▶ **Exercise prompt**
Include in the output the line containing "TARGET: chrome window trim" and each subsequent line of the records, through the end, transcribed exactly. Add nothing else.

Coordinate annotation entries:

▬▬▬

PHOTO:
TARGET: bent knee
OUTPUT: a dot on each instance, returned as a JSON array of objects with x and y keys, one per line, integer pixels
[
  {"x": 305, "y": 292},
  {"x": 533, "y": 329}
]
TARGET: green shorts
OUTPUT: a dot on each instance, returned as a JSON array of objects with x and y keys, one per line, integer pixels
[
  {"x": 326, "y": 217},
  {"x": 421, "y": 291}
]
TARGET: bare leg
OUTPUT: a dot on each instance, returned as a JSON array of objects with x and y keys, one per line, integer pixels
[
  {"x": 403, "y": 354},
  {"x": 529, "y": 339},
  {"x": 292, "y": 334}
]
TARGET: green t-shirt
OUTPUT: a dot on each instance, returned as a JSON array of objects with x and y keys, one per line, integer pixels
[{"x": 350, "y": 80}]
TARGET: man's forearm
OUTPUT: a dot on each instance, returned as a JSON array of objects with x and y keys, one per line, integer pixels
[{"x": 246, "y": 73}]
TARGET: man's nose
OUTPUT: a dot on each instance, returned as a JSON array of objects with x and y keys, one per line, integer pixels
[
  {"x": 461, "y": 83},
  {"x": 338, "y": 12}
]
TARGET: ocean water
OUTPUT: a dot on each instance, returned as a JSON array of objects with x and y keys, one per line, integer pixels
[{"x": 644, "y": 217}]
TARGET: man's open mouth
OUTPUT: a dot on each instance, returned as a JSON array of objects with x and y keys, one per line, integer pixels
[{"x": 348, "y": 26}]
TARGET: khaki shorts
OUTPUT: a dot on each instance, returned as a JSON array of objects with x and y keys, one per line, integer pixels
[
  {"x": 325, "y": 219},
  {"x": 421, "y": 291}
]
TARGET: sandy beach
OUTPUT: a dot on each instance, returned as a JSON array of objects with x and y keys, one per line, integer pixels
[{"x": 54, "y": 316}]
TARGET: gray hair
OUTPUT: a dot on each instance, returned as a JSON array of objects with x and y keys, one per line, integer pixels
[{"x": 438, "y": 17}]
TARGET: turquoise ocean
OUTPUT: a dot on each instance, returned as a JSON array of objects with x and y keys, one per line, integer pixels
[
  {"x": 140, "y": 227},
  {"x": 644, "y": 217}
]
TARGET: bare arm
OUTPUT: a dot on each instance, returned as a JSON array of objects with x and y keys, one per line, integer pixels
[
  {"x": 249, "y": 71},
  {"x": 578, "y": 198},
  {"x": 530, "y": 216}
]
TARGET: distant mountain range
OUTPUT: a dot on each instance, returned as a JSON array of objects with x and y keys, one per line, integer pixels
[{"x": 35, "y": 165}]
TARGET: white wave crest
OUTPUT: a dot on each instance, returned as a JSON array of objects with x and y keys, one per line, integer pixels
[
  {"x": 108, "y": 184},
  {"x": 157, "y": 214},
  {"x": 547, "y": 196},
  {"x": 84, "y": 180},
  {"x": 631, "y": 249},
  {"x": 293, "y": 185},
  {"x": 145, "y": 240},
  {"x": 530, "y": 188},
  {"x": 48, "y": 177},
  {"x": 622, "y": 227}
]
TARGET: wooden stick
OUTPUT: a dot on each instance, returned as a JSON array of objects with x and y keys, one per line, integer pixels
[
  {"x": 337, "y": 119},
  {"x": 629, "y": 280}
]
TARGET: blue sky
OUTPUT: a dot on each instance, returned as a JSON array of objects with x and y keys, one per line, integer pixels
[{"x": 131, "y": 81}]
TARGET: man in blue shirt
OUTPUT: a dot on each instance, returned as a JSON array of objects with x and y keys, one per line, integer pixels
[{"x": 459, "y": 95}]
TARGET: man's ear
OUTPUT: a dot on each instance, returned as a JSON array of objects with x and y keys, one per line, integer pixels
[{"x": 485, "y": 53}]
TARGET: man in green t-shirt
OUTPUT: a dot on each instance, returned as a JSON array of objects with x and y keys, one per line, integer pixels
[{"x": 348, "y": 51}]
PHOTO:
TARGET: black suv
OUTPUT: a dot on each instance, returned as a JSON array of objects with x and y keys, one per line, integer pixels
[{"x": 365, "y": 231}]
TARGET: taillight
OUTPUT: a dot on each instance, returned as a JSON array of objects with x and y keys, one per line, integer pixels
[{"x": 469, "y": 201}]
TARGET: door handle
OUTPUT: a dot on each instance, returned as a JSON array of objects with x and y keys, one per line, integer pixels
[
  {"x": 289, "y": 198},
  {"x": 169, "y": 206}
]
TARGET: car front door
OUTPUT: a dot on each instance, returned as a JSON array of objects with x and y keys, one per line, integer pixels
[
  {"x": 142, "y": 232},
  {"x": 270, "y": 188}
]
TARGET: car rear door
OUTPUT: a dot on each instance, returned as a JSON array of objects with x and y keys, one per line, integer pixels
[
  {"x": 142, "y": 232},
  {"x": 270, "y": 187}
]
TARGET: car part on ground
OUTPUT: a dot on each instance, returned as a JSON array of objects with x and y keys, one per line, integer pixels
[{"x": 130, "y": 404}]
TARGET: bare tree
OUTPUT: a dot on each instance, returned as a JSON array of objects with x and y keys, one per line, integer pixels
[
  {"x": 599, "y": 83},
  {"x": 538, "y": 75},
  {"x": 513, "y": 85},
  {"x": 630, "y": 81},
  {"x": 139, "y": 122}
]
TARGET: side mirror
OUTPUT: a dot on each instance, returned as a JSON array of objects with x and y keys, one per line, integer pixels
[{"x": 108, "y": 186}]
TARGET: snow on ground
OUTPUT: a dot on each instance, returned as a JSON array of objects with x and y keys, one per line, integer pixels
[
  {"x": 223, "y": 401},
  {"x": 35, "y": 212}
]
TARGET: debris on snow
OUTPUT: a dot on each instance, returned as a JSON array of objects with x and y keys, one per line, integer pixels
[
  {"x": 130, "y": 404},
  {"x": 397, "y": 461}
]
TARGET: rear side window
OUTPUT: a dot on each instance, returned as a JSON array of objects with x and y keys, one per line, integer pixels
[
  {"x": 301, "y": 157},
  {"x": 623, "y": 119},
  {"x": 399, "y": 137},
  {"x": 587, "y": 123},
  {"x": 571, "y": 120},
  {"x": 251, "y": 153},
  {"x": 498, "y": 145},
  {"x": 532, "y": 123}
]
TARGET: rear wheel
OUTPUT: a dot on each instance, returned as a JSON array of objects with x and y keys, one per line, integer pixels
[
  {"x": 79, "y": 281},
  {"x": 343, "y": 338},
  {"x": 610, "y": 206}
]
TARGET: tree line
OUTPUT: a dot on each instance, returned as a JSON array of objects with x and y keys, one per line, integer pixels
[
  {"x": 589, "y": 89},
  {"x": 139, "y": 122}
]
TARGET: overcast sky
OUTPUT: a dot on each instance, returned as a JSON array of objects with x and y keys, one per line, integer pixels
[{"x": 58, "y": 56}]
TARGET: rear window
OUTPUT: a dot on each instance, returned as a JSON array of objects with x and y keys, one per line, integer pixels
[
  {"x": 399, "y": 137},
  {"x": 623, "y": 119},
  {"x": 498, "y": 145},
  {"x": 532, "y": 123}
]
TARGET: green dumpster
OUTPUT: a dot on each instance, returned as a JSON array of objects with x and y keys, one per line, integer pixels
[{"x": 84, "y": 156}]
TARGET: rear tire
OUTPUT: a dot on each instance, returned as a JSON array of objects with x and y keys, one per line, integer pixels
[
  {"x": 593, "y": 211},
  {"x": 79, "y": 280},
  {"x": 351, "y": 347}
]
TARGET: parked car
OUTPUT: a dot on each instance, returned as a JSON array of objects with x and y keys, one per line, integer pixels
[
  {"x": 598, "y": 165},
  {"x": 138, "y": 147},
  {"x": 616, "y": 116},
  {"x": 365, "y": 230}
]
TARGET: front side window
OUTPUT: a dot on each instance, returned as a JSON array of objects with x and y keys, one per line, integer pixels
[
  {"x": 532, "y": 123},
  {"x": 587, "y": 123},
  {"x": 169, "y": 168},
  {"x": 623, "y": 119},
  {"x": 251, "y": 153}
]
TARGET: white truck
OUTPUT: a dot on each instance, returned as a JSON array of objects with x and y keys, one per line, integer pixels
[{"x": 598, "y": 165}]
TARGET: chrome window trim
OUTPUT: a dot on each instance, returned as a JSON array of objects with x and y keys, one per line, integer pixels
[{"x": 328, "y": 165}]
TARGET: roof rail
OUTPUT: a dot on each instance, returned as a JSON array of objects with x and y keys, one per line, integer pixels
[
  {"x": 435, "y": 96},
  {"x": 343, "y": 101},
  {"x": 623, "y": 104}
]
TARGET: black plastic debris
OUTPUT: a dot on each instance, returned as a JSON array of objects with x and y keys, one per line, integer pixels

▬▬▬

▶ **Task response**
TARGET: chrome window trim
OUTPUT: a dot on each instance, returned as a JSON array of objects with x and y keys, one per line, integer pixels
[{"x": 328, "y": 165}]
TARGET: roof rail
OUTPUT: a dot on each instance, returned as a JSON array of objects with x and y keys, one per line, integer pixels
[
  {"x": 435, "y": 96},
  {"x": 343, "y": 101},
  {"x": 623, "y": 104}
]
TARGET: black plastic debris
OUTPUT: a dot on each instance, returned as a JSON array of objects with x and y keys, one per line, integer pixels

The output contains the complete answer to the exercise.